··· Information

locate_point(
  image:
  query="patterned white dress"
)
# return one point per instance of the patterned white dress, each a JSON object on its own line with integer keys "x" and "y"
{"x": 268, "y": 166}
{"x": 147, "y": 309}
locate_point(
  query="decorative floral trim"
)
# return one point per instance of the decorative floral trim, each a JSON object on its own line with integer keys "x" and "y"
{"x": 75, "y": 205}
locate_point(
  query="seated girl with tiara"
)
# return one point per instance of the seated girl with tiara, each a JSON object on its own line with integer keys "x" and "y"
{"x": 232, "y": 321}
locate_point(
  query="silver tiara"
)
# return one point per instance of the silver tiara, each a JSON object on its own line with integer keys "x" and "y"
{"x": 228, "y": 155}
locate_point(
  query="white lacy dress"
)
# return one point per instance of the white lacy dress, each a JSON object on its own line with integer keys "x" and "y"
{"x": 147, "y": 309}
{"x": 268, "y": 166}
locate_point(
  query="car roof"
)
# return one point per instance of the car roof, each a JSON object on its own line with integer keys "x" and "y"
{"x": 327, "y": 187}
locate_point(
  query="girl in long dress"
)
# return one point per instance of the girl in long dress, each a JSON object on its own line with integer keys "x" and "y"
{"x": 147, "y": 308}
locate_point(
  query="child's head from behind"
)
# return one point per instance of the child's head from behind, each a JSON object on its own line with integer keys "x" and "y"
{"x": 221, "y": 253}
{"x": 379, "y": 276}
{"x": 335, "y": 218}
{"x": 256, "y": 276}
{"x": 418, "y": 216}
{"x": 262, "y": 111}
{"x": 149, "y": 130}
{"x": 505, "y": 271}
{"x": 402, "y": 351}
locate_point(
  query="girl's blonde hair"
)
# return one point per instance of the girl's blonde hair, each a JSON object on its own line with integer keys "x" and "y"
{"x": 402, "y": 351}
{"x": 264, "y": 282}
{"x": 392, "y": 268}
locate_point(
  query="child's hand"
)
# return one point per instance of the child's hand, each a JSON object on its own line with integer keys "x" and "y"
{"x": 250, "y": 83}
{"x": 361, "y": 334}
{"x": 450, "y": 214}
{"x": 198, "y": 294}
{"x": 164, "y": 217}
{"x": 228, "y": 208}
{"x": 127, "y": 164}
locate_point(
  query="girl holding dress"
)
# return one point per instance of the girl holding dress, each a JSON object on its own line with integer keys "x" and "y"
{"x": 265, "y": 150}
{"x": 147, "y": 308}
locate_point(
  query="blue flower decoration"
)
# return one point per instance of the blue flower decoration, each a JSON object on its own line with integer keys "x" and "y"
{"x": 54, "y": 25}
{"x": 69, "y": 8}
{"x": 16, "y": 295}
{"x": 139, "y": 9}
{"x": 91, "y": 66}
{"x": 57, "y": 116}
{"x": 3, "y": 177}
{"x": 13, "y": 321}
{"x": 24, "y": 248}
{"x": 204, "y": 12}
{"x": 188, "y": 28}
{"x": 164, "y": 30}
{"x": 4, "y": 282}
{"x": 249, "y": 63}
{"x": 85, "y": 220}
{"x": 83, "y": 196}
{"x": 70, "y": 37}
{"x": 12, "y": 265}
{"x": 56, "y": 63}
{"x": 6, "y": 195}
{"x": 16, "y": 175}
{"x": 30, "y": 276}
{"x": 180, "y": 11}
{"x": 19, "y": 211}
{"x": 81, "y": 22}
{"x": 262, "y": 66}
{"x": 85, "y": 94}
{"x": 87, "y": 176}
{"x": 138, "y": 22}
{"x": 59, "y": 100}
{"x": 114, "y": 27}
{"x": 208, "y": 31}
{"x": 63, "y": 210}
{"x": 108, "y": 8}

······

### Your assignment
For each record above, give it again without a single change.

### Completed exercise
locate_point(
  image:
  query="patterned white dress"
)
# return one point per instance of the patterned white dress, each a JSON object on its own line with integer keys "x" and "y"
{"x": 268, "y": 166}
{"x": 147, "y": 309}
locate_point(
  query="decorative floral trim"
)
# return one point per instance of the decorative floral trim, each a JSON object on its own line with integer keys "x" and "y"
{"x": 75, "y": 205}
locate_point(
  query="seated girl with tiara"
)
# return one point per instance of the seated girl with tiara, each a JSON object on its own line with integer keys "x" and "y"
{"x": 232, "y": 321}
locate_point(
  query="silver tiara"
)
# return one point per instance of the silver tiara, each a JSON object on its own line with integer keys "x" and "y"
{"x": 228, "y": 155}
locate_point(
  query="white lacy dress"
)
# return one point per instance of the white lacy dress, each a JSON object on its own line with integer keys "x" and "y"
{"x": 147, "y": 309}
{"x": 268, "y": 166}
locate_point(
  query="car roof"
)
# return one point per instance of the car roof, each a JSON object on its own line with integer keys "x" and "y"
{"x": 327, "y": 187}
locate_point(
  query="girl in long dress"
)
# return one point per instance of the girl in long dress, each a JSON object on its own line with integer keys "x" and "y"
{"x": 147, "y": 308}
locate_point(
  query="child's head from behind"
)
# return one point per instance of the child's head from behind, each a JSON object on its own line with integer keys "x" and "y"
{"x": 221, "y": 253}
{"x": 379, "y": 276}
{"x": 335, "y": 218}
{"x": 256, "y": 276}
{"x": 418, "y": 216}
{"x": 262, "y": 111}
{"x": 149, "y": 130}
{"x": 505, "y": 271}
{"x": 402, "y": 351}
locate_point(
  query="girl's blonde hair"
)
# return one point per instance of the girl's blonde hair, each a JSON object on its own line with integer keys "x" and "y"
{"x": 402, "y": 351}
{"x": 264, "y": 282}
{"x": 392, "y": 268}
locate_point(
  query="child's hand"
)
# return one point per instance of the child's hand, each a JSON object on its own line with integer keys "x" and "y"
{"x": 250, "y": 83}
{"x": 361, "y": 334}
{"x": 450, "y": 214}
{"x": 198, "y": 294}
{"x": 164, "y": 217}
{"x": 228, "y": 208}
{"x": 127, "y": 164}
locate_point(
  query="girl holding dress"
)
# return one point per instance of the girl holding dress, each a JSON object on its own line with integer keys "x" and "y"
{"x": 265, "y": 150}
{"x": 147, "y": 308}
locate_point(
  query="blue flower decoration"
)
# return one point per instance of the blue flower decoration, each a JSON object on its own line with integer keys "x" and "y"
{"x": 54, "y": 25}
{"x": 69, "y": 8}
{"x": 16, "y": 295}
{"x": 139, "y": 9}
{"x": 91, "y": 66}
{"x": 57, "y": 116}
{"x": 3, "y": 177}
{"x": 13, "y": 321}
{"x": 24, "y": 248}
{"x": 204, "y": 12}
{"x": 188, "y": 28}
{"x": 164, "y": 30}
{"x": 4, "y": 282}
{"x": 249, "y": 63}
{"x": 85, "y": 220}
{"x": 83, "y": 196}
{"x": 70, "y": 37}
{"x": 12, "y": 265}
{"x": 56, "y": 63}
{"x": 6, "y": 195}
{"x": 16, "y": 175}
{"x": 30, "y": 276}
{"x": 180, "y": 11}
{"x": 19, "y": 211}
{"x": 81, "y": 22}
{"x": 262, "y": 66}
{"x": 85, "y": 94}
{"x": 87, "y": 176}
{"x": 138, "y": 22}
{"x": 59, "y": 100}
{"x": 114, "y": 27}
{"x": 208, "y": 31}
{"x": 63, "y": 210}
{"x": 108, "y": 8}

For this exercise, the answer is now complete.